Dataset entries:
------------

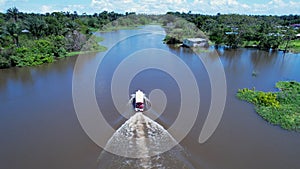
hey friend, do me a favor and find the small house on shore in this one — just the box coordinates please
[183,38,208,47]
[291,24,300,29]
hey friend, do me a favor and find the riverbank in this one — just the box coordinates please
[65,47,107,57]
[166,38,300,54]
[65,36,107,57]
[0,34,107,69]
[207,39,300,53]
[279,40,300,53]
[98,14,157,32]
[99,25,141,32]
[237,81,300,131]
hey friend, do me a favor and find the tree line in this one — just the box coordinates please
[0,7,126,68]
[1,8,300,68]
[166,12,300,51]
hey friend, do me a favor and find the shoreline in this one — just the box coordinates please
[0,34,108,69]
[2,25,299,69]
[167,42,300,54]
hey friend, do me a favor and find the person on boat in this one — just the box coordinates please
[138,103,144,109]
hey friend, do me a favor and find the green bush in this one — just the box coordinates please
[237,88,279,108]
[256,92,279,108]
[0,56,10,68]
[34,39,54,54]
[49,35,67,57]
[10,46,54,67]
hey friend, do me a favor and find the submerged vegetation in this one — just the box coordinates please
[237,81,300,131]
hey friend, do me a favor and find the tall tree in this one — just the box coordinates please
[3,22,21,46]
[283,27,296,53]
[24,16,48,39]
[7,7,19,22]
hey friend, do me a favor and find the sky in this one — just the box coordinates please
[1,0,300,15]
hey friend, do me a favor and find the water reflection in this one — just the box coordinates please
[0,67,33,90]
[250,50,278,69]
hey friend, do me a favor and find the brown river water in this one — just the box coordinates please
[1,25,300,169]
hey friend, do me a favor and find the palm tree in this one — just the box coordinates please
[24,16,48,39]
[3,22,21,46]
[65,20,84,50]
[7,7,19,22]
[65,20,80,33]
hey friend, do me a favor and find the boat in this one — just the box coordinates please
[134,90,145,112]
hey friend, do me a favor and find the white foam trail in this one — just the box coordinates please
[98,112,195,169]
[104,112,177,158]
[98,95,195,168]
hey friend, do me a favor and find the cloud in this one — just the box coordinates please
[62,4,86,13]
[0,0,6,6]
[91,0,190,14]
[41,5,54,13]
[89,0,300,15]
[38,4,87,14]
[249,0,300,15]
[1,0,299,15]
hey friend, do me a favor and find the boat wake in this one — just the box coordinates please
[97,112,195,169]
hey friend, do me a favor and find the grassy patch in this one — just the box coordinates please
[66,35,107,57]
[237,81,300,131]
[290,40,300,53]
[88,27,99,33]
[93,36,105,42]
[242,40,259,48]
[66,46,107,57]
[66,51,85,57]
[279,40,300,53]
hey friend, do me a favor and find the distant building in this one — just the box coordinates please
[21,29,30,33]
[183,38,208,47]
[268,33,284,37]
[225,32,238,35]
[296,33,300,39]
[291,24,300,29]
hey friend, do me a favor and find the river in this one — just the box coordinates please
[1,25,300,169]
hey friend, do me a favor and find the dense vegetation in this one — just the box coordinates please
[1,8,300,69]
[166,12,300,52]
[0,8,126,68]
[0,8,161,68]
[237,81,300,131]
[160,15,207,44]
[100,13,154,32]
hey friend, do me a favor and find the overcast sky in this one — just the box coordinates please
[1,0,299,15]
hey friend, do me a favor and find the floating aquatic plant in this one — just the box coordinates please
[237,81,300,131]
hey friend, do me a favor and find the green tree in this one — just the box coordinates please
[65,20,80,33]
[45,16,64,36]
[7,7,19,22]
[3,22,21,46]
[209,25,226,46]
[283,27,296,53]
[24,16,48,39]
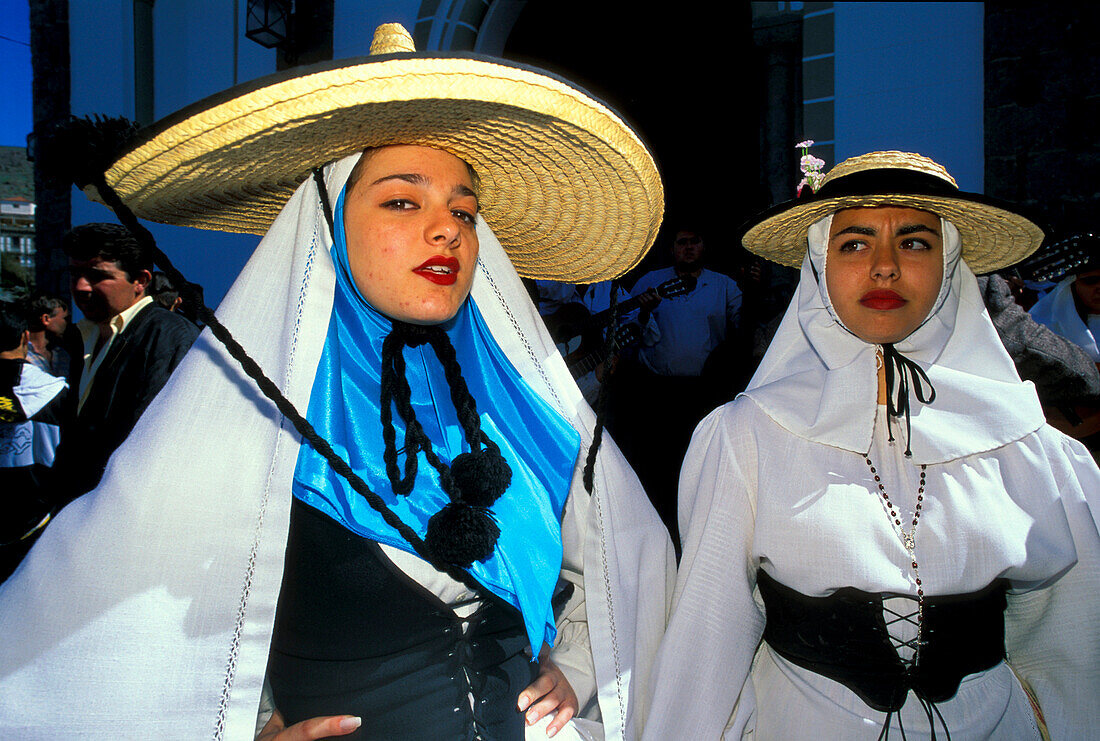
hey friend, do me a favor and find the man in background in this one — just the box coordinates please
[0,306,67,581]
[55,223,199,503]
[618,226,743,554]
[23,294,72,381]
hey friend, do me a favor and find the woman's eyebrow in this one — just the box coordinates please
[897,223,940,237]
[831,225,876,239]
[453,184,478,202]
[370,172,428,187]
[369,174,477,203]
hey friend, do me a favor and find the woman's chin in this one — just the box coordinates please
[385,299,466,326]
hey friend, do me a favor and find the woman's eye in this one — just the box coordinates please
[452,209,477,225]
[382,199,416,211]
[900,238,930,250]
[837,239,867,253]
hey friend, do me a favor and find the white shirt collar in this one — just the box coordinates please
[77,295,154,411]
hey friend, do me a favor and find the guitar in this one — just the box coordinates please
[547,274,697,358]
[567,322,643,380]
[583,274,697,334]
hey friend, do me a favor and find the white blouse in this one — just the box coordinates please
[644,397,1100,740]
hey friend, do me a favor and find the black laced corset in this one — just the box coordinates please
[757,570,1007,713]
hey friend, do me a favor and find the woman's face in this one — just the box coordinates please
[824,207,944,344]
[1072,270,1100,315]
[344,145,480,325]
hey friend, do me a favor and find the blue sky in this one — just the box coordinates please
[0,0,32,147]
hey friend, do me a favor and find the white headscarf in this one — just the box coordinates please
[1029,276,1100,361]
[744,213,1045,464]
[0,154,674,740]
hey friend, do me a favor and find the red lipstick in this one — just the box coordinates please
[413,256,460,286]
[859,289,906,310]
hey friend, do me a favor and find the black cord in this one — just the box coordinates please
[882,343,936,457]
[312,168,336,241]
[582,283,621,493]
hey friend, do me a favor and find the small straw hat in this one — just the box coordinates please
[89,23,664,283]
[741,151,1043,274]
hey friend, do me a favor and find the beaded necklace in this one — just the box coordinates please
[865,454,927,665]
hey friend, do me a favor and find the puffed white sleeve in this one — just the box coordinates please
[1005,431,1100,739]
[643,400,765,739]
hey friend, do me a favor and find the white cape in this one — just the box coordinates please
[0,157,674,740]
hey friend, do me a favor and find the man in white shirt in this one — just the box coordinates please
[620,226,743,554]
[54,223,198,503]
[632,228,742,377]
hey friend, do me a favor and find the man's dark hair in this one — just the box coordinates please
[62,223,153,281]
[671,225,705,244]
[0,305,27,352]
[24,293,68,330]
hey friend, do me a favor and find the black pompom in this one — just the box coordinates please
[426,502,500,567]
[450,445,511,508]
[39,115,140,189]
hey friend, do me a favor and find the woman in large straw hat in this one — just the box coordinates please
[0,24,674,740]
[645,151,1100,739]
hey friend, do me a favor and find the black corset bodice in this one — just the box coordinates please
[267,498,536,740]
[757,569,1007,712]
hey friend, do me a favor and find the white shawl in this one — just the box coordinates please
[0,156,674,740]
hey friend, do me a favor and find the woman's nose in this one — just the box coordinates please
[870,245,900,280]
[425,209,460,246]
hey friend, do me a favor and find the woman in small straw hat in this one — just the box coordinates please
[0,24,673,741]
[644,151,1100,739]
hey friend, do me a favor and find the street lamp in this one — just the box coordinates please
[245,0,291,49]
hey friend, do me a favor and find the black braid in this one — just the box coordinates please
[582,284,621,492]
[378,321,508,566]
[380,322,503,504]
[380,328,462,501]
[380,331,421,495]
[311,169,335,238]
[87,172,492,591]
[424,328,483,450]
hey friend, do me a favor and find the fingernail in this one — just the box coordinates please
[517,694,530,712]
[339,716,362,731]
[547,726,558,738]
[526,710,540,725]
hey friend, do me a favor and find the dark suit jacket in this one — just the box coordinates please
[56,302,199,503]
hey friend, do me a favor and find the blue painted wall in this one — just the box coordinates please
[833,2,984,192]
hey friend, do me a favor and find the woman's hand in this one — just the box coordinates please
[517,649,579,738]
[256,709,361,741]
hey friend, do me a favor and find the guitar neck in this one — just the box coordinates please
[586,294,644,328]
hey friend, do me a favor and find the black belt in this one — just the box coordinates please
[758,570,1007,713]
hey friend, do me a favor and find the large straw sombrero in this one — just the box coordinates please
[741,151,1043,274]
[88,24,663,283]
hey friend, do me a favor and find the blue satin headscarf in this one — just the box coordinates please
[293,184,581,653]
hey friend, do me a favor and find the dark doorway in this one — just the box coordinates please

------------

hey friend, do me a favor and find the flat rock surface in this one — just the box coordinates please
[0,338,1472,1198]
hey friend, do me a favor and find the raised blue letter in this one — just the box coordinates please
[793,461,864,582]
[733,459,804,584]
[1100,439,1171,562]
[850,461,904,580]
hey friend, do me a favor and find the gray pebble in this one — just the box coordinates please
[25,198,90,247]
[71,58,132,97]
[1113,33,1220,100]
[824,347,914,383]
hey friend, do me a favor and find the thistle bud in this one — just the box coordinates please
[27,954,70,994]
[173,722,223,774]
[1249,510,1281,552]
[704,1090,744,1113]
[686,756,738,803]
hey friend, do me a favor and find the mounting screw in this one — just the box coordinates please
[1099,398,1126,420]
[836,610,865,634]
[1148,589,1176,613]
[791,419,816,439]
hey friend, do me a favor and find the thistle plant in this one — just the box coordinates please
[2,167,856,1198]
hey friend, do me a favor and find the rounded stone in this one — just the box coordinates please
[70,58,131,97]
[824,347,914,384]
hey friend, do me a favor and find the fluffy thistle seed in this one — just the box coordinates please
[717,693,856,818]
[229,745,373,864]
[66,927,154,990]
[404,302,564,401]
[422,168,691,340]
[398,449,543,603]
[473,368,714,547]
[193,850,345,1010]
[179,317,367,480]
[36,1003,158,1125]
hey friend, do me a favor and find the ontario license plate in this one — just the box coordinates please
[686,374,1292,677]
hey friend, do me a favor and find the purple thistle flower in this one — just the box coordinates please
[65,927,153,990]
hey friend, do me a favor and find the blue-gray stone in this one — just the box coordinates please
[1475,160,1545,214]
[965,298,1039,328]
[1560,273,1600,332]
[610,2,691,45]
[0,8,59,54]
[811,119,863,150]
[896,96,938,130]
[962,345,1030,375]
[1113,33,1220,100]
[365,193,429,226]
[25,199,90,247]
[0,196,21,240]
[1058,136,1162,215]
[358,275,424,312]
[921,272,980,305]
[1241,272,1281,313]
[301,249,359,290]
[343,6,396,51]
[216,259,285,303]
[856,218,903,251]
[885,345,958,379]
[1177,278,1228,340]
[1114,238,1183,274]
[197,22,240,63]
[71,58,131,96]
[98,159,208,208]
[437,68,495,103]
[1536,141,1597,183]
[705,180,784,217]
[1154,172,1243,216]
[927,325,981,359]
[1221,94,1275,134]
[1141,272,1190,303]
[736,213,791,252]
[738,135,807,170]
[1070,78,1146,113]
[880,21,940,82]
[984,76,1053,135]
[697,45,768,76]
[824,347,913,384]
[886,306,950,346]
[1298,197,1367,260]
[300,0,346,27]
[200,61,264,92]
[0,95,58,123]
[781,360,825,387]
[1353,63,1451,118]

------------

Please transcribe only the lines in the records above running from the line that has "hey friend, do me a favor and find the black belt" through the line that has "hey friend, do me a favor and find the dark doorway", both included, exactly as they appear.

hey friend, do me a favor and find the black belt in this one — just the box coordinates please
[758,570,1007,713]
hey friend, do me a favor and find the large straw sombrero in this one — just the box coordinates please
[741,151,1043,274]
[88,24,663,283]
hey friend, do me a favor and find the blue satin headscarf in this one — just the box coordinates please
[293,184,581,653]
hey friend, do me a favor and find the dark doorway in this one — just the box coordinates please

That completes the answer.